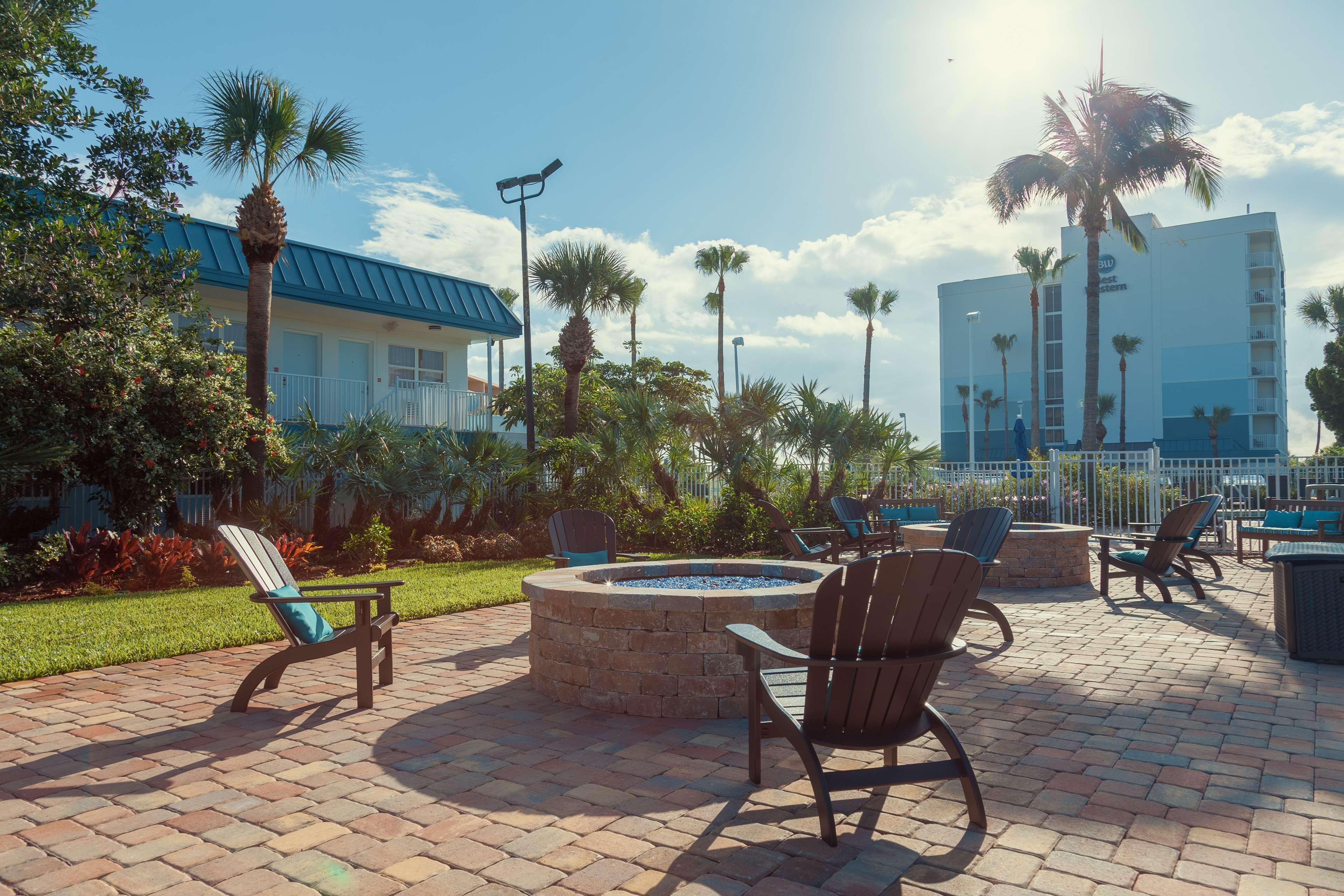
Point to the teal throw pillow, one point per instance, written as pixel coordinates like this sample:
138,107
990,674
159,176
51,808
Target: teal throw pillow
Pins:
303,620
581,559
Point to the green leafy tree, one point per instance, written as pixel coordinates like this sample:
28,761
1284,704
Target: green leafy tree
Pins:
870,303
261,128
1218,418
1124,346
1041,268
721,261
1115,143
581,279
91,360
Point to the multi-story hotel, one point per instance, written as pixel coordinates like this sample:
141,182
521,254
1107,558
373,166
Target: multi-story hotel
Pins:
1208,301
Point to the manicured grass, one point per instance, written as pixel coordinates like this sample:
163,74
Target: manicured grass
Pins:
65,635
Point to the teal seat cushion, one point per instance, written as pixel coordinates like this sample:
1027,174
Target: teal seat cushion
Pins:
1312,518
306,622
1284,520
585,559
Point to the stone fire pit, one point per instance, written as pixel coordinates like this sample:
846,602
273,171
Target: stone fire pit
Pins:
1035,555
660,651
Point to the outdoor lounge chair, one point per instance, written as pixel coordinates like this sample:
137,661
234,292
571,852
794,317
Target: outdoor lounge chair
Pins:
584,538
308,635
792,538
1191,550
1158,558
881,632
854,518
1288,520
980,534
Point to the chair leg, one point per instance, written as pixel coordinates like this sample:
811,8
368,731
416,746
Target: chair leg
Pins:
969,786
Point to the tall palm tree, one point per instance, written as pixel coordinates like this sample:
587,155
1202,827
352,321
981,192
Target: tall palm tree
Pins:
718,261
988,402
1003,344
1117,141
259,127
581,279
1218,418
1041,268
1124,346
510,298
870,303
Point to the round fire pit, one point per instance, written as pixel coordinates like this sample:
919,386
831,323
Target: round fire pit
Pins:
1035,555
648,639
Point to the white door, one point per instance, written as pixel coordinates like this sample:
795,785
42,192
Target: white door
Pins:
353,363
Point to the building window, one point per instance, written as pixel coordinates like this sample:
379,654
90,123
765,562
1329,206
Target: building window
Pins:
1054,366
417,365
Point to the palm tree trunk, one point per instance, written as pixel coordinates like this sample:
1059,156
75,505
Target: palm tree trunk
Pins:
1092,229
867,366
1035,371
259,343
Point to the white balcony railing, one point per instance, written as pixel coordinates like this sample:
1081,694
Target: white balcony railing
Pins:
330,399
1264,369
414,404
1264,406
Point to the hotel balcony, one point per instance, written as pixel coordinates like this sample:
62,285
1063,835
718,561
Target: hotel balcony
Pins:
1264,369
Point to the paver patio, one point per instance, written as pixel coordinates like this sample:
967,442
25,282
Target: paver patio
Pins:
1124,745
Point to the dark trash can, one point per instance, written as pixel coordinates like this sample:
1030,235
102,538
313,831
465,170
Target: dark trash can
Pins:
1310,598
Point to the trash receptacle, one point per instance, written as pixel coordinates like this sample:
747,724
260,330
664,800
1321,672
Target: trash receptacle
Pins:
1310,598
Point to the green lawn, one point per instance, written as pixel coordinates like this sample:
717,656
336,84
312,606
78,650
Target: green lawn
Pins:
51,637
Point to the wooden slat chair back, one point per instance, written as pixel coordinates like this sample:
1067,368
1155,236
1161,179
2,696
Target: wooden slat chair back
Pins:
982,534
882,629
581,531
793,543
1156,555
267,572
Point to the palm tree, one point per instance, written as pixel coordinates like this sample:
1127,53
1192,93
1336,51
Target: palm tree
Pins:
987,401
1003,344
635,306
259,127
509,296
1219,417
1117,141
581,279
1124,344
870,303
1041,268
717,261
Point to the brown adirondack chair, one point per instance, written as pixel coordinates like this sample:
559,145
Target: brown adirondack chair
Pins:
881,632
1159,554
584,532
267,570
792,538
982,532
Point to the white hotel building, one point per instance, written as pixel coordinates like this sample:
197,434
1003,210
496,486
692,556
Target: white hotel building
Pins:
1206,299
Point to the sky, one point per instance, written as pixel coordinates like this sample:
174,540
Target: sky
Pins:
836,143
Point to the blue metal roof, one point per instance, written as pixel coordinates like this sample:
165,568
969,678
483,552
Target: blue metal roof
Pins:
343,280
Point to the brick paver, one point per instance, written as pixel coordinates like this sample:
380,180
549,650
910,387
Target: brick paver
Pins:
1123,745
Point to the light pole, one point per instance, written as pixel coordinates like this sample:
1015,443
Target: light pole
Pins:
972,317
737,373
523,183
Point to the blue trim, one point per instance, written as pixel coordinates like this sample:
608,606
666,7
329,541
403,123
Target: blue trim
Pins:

EXERCISE DETAILS: Render every line of the material above as a JSON list of strings, one string per line, with blank lines skipped and the pictures left out.

THE COMPLETED TASK:
[
  "Point to the teal throw pillow, one point per instance, written as pixel coordinates like this sample:",
  "138,107",
  "990,674",
  "159,176",
  "51,808",
  "Target: teal throw pillow",
  "Pins:",
  "303,620",
  "581,559",
  "Point to the green leafy tree, one point per instance, written as pixel coordinates like this sample:",
  "28,761",
  "1284,704",
  "Target: green leafy tree",
  "Pins:",
  "870,303",
  "261,128",
  "1218,418",
  "1124,346",
  "1041,268",
  "721,261",
  "1115,143",
  "581,279",
  "91,360",
  "Point to the multi-story hotel, one point per instance, written as pixel coordinates like this sample:",
  "141,182",
  "521,254",
  "1107,558",
  "373,166",
  "Target: multi-story hotel",
  "Pins:",
  "1208,301",
  "Point to the manicured grass, one point per instance, written as pixel coordinates like this sample:",
  "163,74",
  "Target: manicured grass",
  "Pins:",
  "65,635",
  "Point to the teal seat cushion, one point per instance, written as pixel coordinates like this sample:",
  "1027,174",
  "Target: teal seat cushion",
  "Pins:",
  "1312,518",
  "306,622",
  "1284,520",
  "585,559",
  "Point to the stone fire pit, one point per instance, written as pixel coordinates like this sample:",
  "846,602",
  "273,171",
  "Target: stone fire pit",
  "Pins:",
  "1035,555",
  "660,651",
  "Point to the outdoor lounge chair, one point per instance, written as pixel coordinates like this sample:",
  "137,661",
  "234,292",
  "571,852",
  "794,317",
  "Target: outdoor lounge chair",
  "Pins:",
  "584,538",
  "308,635",
  "792,538",
  "1191,550",
  "1158,558",
  "881,632",
  "854,518",
  "1288,520",
  "980,534",
  "Point to the chair leg, one point per instance, written as pixel coordinates like this sample:",
  "811,8",
  "368,731",
  "416,746",
  "Target: chair leg",
  "Pins:",
  "969,786",
  "Point to the tall palm tree, one point per instance, written as pixel coordinates like this sample:",
  "587,155",
  "1202,827",
  "352,321",
  "981,192",
  "Target: tall palm tree",
  "Pins:",
  "718,261",
  "988,402",
  "1003,344",
  "1117,141",
  "259,127",
  "581,279",
  "1218,418",
  "1041,268",
  "1124,346",
  "510,298",
  "870,303",
  "Point to the round fire pit, one point per instance, written as pixel coordinates like this sample:",
  "919,386",
  "831,323",
  "Target: round fire pit",
  "Pins:",
  "1035,555",
  "648,639",
  "Point to the white door, one point per instance, written as pixel coordinates like this sample:",
  "795,785",
  "42,192",
  "Target: white door",
  "Pins:",
  "353,363",
  "Point to the building window, one point per instance, written as pixel coordinates like this sample:",
  "379,654",
  "90,123",
  "765,562",
  "1329,206",
  "Target: building window",
  "Pins:",
  "1054,366",
  "417,365",
  "Point to the palm tree trunk, one point per instance, written as pixel coordinates like this sample:",
  "1059,156",
  "75,505",
  "Target: palm tree trunk",
  "Pins:",
  "1092,229",
  "867,366",
  "1035,371",
  "259,343",
  "Point to the white balcony railing, one point per instance, written as pixel coordinates like this sample:",
  "1081,694",
  "Target: white balcony railing",
  "Pins:",
  "330,399",
  "1264,369",
  "414,404",
  "1264,406",
  "Point to the hotel balcony, one point per instance, written as pixel coordinates like this sample:",
  "62,285",
  "1063,835",
  "718,561",
  "Target: hotel balcony",
  "Pins:",
  "1264,369",
  "Point to the paver patio, one point per instance, written as pixel coordinates like this sample:",
  "967,442",
  "25,282",
  "Target: paver patio",
  "Pins:",
  "1124,745",
  "Point to the dark trash can, one point per instance, written as pixel coordinates like this sample:",
  "1030,235",
  "102,538",
  "313,831",
  "465,170",
  "Target: dark trash can",
  "Pins:",
  "1310,598",
  "Point to the trash receptacle, one point per instance, written as pixel coordinates like this sample:",
  "747,724",
  "260,330",
  "664,800",
  "1321,672",
  "Target: trash receptacle",
  "Pins:",
  "1310,598",
  "Point to the green lawn, one point per instance, written as pixel coordinates like this sample:",
  "717,656",
  "336,84",
  "312,606",
  "78,650",
  "Target: green lawn",
  "Pins:",
  "51,637",
  "Point to the wooden slat chair back, one point per instance, written as pixel coordinates like this sample:",
  "1067,368",
  "1155,236",
  "1161,179",
  "2,696",
  "Target: wooden slat chair back",
  "Pins:",
  "982,534",
  "882,629",
  "581,531",
  "793,543",
  "1156,555",
  "267,572",
  "Point to the palm tree, one point per instance, written as pixel coordinates like this sample:",
  "1127,53",
  "1192,93",
  "1336,51",
  "Target: palm tree",
  "Pins:",
  "987,401",
  "1003,344",
  "635,306",
  "259,127",
  "509,296",
  "1219,417",
  "1117,141",
  "581,279",
  "1124,344",
  "870,303",
  "1041,268",
  "717,261",
  "Point to the brown adirondack chair, one point per instance, written as pixel coordinates like this sample:",
  "559,145",
  "Target: brown adirondack chair",
  "Pins:",
  "881,632",
  "1159,554",
  "584,532",
  "267,570",
  "792,538",
  "982,532",
  "Point to the white hotel building, one point per instance, written as pixel coordinates like this sample:",
  "197,434",
  "1003,210",
  "496,486",
  "692,556",
  "Target: white hotel building",
  "Pins:",
  "1206,299",
  "Point to the sky, one point per instance, written as pixel coordinates like this sample:",
  "174,540",
  "Target: sky",
  "Pins:",
  "836,143",
  "Point to the blue metal roof, one point per instance, written as pixel coordinates like this sample:",
  "165,568",
  "969,678",
  "483,552",
  "Target: blue metal roof",
  "Pins:",
  "343,280",
  "Point to the brick paver, one point per instance, written as pixel coordinates like this sample:",
  "380,180",
  "549,650",
  "910,387",
  "Target: brick paver",
  "Pins:",
  "1123,745",
  "Point to the light pole, one point per instance, written as pixel coordinates like this sample:",
  "1015,443",
  "Target: light pole",
  "Pins:",
  "972,317",
  "737,373",
  "523,183",
  "Point to the blue trim, one point per instance, written as pixel coordinates like this sample:",
  "608,606",
  "666,7",
  "329,541",
  "403,123",
  "Target: blue trim",
  "Pins:"
]